(Point labeling dataset excerpts)
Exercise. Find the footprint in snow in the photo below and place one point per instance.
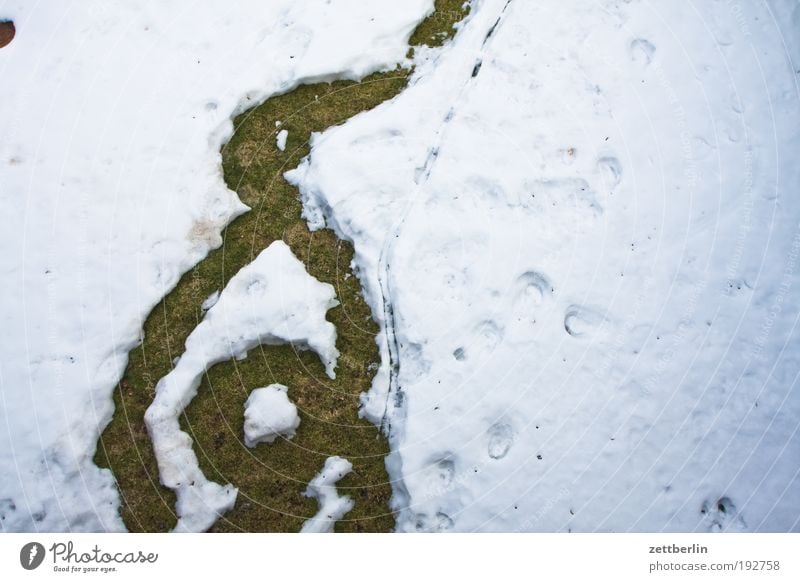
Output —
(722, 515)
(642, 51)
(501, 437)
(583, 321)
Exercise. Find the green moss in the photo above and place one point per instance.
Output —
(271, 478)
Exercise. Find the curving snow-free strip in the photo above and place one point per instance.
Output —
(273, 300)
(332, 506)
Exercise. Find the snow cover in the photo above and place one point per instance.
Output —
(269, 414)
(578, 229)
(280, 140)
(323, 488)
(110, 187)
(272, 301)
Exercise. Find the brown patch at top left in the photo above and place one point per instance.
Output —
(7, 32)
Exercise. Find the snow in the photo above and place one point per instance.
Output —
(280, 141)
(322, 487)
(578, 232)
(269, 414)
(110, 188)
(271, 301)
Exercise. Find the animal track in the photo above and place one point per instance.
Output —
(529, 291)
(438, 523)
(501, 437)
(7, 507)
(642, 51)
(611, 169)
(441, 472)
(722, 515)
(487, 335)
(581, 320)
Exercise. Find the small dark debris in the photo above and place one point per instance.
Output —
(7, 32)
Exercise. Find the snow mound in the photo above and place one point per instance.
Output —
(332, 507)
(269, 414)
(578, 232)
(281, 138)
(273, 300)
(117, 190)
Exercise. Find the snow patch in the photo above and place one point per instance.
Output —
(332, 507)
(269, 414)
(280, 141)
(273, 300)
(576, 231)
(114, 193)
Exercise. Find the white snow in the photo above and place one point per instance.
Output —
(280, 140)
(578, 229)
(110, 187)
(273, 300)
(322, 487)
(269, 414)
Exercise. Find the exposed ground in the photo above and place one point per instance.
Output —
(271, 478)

Problem description: Copy the stretch of the listing from the line containing "Exercise. Find the white" through the end, requests included, and shift each point coordinate in the answers by adding 79.

Exercise output:
Exercise. Find the white snow in the photo above and place one point per instance.
Output —
(359, 219)
(657, 308)
(189, 266)
(352, 379)
(401, 566)
(348, 493)
Exercise. Find the exposed ground in the photo above and place one point per instance.
Output —
(350, 557)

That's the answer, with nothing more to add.